PROBLEM REQUIREMENTS:
For the string "terraced", search the entries below and copy every line where it appears.

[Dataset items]
━━━━

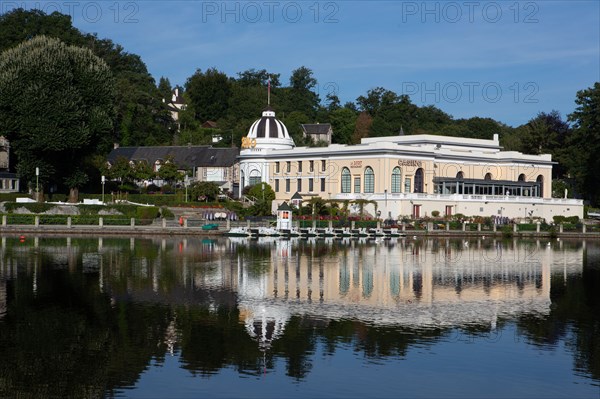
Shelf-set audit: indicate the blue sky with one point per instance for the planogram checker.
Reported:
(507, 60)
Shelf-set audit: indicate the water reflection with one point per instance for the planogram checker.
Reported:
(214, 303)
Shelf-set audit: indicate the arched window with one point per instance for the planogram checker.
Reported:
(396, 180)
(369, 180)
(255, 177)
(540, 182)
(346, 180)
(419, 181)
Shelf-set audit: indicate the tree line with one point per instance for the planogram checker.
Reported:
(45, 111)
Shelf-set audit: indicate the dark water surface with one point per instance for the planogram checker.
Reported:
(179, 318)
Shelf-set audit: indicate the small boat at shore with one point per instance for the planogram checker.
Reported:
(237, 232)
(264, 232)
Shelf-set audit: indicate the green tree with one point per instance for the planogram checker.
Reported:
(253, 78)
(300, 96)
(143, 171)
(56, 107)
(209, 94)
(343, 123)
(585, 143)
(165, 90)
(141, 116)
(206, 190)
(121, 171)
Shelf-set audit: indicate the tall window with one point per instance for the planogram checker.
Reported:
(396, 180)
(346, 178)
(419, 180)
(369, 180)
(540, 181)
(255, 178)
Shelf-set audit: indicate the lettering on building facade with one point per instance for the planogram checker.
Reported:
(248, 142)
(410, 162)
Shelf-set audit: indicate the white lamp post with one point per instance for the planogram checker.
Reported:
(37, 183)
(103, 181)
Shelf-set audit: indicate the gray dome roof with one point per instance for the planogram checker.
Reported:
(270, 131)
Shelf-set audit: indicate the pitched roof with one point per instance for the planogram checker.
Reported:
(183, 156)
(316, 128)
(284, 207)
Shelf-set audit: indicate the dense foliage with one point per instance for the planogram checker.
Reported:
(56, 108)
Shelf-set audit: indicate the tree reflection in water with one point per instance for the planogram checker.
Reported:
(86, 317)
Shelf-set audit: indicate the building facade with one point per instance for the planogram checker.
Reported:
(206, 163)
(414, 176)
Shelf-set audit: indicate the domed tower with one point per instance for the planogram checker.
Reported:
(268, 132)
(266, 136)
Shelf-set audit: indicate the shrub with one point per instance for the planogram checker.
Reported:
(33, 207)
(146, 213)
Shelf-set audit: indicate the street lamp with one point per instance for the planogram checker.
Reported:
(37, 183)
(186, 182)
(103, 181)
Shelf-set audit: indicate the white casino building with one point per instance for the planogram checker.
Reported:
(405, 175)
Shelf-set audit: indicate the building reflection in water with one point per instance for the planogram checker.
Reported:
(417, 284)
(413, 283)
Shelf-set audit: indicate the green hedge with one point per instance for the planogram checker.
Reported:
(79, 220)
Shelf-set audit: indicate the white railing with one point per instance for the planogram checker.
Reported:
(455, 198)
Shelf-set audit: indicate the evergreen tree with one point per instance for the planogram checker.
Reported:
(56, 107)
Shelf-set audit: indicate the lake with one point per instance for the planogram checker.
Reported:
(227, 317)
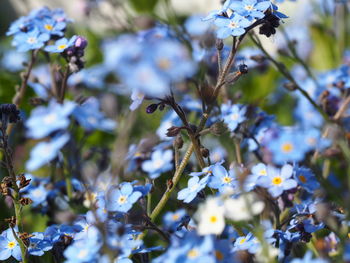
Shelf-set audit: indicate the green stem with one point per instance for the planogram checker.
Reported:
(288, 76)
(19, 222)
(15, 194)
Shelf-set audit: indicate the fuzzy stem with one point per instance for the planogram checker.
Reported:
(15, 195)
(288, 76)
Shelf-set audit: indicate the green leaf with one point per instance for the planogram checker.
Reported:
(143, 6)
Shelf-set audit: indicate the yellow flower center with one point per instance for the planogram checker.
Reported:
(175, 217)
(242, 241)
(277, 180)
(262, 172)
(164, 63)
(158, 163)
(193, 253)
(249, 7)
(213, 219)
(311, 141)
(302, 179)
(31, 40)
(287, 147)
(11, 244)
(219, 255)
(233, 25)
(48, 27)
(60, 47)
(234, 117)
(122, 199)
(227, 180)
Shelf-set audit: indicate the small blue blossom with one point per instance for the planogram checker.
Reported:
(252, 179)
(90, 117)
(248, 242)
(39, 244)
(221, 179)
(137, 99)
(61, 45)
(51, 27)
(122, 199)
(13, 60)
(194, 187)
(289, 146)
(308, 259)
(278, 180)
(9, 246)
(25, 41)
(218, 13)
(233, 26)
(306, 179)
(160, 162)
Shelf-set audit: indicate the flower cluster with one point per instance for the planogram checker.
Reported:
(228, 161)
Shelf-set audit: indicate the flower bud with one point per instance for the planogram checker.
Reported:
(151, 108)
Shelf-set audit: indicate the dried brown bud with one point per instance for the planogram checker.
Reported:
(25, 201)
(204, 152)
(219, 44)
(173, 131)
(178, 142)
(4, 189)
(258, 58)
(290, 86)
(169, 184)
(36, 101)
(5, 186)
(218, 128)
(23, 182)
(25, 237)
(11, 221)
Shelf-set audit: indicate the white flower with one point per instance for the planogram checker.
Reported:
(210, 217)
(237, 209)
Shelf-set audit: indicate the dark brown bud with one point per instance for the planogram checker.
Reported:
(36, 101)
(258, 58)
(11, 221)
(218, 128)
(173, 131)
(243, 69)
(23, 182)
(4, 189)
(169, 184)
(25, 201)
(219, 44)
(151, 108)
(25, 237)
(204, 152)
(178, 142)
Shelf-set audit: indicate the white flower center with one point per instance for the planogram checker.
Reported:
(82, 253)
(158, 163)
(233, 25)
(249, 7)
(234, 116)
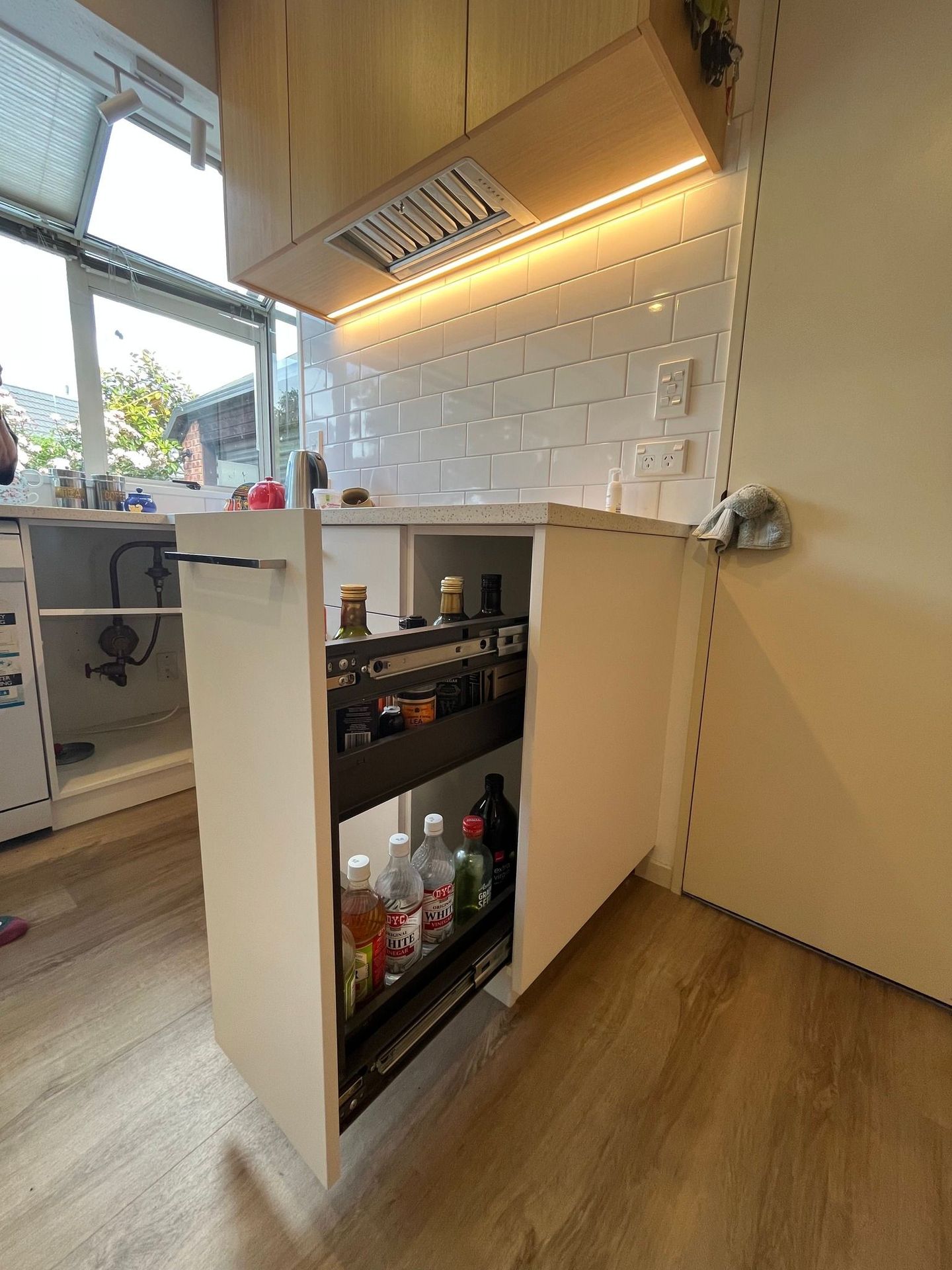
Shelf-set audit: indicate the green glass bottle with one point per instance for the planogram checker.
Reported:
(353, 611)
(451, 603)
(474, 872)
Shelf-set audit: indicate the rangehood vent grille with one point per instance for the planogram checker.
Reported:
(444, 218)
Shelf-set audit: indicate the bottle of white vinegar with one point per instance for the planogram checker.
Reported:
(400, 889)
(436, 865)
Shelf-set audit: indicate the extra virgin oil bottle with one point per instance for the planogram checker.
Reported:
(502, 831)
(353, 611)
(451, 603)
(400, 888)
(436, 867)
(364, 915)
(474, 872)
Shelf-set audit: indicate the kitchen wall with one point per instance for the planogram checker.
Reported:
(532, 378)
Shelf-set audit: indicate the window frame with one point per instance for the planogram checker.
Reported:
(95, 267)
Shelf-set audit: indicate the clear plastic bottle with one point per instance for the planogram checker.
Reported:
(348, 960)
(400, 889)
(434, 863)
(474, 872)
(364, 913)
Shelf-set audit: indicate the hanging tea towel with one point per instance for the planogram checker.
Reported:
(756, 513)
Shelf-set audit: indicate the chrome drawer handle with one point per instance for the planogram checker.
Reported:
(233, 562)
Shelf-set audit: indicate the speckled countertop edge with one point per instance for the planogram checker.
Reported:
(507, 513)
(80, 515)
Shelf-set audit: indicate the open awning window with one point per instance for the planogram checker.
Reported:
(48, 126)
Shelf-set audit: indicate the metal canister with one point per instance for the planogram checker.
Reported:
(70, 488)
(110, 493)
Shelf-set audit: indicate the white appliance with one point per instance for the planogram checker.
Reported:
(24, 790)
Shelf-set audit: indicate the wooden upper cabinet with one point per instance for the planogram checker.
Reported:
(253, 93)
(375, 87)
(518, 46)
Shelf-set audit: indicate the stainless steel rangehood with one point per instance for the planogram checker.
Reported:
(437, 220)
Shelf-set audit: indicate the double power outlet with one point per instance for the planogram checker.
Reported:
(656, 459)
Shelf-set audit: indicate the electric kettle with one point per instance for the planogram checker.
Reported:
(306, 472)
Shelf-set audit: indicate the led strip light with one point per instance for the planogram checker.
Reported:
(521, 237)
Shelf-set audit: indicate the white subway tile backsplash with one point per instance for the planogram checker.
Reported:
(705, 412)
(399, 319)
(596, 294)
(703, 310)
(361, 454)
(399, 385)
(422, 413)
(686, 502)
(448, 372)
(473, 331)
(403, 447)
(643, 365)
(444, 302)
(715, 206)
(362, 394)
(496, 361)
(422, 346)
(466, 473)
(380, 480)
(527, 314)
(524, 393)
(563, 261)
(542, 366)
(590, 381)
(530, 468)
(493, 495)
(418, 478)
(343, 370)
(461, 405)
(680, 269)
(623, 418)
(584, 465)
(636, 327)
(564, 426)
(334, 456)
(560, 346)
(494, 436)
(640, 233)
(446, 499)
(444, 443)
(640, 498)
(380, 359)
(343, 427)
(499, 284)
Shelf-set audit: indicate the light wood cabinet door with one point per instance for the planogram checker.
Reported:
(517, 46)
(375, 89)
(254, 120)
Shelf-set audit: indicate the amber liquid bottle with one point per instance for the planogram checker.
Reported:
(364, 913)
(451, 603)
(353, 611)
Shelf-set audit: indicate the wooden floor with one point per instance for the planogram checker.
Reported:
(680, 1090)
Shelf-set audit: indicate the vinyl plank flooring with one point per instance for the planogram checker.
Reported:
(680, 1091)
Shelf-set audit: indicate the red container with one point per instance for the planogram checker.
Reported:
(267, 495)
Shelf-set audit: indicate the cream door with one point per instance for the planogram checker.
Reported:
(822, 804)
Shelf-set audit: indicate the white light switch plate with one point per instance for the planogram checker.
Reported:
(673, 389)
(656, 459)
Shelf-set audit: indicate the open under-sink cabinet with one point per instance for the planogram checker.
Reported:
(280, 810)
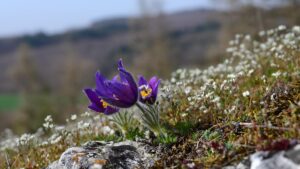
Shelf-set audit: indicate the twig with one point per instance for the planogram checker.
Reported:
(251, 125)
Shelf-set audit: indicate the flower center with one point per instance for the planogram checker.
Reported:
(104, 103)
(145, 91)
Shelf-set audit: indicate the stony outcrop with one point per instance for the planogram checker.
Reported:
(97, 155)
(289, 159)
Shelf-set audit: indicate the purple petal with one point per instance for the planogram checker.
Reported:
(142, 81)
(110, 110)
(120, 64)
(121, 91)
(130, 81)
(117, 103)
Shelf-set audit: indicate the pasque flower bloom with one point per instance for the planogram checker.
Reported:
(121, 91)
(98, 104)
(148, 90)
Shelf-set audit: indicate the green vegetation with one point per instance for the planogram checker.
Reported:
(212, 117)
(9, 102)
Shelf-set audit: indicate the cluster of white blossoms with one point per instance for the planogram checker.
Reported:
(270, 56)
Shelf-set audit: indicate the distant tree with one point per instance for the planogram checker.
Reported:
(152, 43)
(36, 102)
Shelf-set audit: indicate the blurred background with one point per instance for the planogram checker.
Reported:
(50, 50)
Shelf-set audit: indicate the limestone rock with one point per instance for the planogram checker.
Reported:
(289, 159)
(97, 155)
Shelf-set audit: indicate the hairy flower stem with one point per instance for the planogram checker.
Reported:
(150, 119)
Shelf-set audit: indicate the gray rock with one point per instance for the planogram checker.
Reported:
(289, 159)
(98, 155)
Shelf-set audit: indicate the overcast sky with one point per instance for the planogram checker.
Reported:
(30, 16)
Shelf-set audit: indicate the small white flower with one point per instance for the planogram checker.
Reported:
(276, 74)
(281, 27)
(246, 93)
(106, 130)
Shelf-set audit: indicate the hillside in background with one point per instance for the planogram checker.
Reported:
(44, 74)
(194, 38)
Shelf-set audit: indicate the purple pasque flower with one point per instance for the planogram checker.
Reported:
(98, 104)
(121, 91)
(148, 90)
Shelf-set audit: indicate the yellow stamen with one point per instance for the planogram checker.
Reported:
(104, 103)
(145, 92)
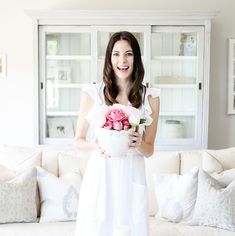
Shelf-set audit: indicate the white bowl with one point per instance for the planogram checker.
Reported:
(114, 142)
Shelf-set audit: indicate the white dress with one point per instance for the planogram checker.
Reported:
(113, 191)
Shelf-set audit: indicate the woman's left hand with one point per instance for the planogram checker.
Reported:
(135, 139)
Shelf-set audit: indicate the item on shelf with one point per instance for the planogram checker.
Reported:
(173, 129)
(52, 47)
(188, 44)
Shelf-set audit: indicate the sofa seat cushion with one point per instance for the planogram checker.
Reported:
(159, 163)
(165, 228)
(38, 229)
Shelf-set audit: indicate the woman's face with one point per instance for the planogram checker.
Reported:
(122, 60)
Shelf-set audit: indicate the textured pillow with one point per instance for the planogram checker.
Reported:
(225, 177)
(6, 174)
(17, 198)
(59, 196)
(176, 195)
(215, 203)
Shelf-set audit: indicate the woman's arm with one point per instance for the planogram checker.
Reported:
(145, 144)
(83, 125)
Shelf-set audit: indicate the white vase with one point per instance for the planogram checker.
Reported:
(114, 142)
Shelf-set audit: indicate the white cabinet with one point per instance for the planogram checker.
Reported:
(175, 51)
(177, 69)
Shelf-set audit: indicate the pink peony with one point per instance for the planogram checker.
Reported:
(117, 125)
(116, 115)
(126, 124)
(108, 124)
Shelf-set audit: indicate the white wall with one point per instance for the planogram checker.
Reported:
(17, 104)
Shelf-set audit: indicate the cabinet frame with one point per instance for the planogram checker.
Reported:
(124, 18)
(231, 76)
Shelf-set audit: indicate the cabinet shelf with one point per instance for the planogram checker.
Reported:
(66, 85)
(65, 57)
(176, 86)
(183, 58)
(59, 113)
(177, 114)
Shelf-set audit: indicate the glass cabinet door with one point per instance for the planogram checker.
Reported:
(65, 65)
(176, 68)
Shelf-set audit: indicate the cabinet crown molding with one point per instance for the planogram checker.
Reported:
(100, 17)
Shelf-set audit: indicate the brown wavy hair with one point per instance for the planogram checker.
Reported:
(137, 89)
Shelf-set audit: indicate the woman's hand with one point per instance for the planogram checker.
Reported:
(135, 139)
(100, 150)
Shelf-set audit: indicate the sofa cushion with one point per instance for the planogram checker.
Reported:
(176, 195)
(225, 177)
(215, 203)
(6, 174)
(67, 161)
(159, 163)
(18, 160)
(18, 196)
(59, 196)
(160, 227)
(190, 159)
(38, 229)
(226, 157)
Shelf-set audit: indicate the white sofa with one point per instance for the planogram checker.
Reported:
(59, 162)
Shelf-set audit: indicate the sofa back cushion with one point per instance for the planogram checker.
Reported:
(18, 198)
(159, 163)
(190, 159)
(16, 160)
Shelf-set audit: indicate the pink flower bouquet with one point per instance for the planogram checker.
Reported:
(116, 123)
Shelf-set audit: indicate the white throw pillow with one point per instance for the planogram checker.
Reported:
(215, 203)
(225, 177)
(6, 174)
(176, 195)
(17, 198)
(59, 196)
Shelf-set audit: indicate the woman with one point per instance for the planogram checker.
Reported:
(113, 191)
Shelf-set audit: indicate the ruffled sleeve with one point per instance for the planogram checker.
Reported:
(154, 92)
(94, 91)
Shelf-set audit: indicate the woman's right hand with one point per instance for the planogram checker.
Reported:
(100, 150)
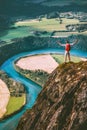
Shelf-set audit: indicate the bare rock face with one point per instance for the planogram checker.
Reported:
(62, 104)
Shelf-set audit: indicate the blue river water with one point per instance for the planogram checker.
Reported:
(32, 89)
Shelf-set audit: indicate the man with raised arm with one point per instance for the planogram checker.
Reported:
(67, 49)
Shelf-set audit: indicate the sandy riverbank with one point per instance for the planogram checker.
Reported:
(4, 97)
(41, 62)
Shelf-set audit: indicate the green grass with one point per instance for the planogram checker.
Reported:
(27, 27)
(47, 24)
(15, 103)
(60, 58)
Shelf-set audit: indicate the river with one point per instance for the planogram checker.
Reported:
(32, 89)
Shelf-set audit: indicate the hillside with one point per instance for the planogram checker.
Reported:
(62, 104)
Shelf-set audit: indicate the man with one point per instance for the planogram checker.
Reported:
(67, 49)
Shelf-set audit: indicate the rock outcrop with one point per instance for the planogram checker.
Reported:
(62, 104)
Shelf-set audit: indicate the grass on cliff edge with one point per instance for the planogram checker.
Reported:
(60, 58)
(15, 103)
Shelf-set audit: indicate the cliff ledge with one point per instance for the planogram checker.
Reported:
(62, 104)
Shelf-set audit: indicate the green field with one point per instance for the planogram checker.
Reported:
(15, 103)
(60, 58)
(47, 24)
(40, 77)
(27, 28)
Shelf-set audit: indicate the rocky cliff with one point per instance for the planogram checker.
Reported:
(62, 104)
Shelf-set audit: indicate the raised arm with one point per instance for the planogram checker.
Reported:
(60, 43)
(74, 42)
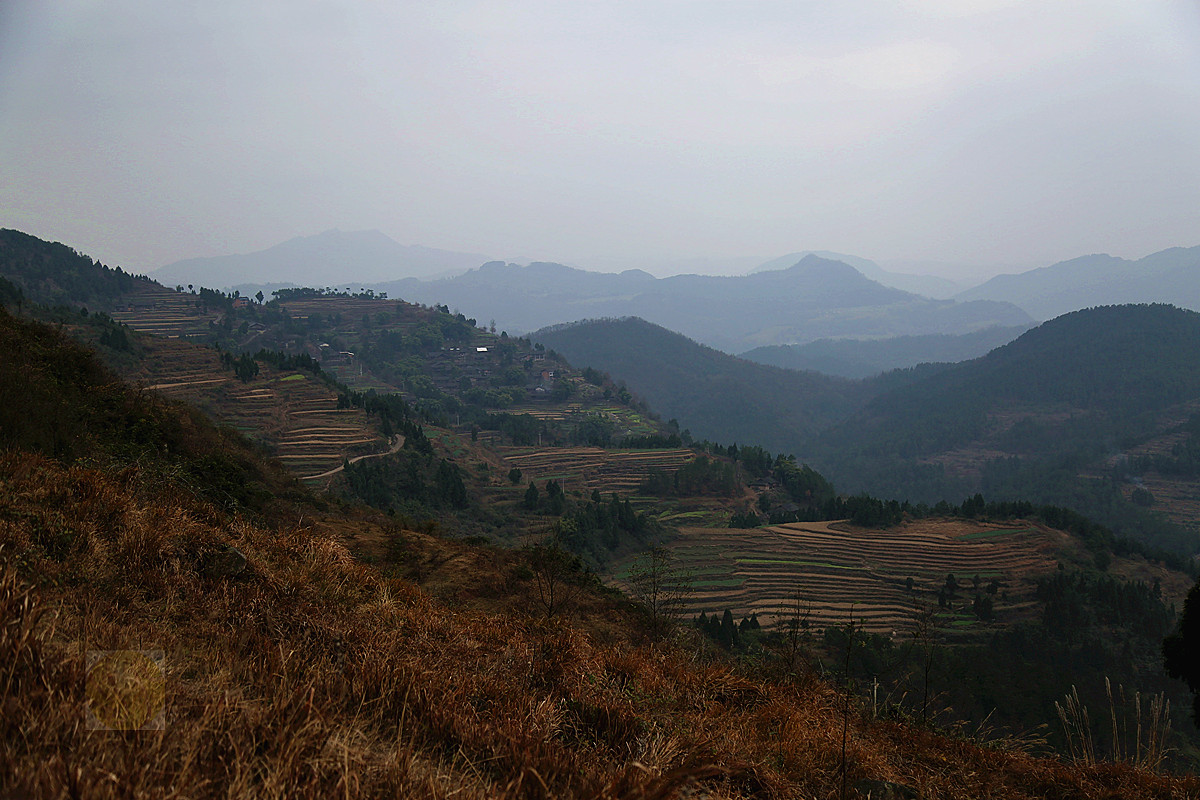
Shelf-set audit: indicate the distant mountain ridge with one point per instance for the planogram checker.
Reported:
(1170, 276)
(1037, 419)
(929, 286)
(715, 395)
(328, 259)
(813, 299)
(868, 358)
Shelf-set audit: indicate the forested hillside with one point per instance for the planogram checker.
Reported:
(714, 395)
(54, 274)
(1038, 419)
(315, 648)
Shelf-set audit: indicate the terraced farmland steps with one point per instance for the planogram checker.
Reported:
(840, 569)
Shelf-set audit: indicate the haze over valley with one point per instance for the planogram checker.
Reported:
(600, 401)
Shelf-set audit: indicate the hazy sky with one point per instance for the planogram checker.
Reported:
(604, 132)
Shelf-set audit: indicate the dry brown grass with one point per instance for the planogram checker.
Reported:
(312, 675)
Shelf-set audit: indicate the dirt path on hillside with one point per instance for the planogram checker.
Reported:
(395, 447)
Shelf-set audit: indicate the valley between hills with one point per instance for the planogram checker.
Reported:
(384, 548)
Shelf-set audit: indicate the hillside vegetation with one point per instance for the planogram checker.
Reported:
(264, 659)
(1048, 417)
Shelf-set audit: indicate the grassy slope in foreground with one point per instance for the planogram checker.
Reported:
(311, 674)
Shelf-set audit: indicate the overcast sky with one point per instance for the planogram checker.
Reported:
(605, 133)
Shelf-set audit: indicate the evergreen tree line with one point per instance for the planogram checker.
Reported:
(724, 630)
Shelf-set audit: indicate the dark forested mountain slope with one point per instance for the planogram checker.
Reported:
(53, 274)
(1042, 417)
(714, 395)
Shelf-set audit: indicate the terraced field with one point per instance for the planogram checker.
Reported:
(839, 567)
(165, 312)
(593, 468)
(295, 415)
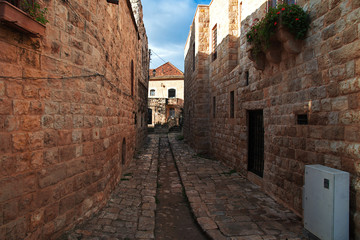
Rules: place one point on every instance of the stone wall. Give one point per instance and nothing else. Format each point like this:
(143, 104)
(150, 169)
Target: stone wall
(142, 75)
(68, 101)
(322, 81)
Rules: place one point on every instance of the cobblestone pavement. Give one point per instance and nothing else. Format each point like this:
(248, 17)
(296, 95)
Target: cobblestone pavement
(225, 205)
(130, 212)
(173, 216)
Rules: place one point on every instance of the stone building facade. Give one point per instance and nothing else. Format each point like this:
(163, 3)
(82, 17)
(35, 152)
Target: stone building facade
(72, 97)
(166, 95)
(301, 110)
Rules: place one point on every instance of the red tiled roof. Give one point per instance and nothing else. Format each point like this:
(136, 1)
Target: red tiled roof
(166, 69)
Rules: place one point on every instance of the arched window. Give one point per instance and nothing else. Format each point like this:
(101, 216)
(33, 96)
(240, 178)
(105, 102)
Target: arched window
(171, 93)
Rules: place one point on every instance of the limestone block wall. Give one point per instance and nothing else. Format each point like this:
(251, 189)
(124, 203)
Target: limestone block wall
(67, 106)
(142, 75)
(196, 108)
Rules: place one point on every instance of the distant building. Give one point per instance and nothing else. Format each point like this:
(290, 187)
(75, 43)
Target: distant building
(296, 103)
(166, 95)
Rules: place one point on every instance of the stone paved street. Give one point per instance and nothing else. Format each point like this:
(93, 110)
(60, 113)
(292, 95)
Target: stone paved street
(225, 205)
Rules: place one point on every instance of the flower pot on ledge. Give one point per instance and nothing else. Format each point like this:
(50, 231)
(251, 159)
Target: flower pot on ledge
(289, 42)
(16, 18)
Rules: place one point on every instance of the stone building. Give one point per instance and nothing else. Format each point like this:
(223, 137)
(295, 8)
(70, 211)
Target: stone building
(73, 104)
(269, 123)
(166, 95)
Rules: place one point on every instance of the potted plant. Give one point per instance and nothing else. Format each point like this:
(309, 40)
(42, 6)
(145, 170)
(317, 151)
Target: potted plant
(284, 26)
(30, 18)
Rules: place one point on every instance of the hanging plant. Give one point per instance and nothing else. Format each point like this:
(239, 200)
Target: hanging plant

━━━━

TASK SOLUTION:
Shelf-set audit: indicate the terraced farmland steps with one point per instance for the planogram checker.
Shelf-set audit: indicate the terraced field with one point per instance for the planogram checker.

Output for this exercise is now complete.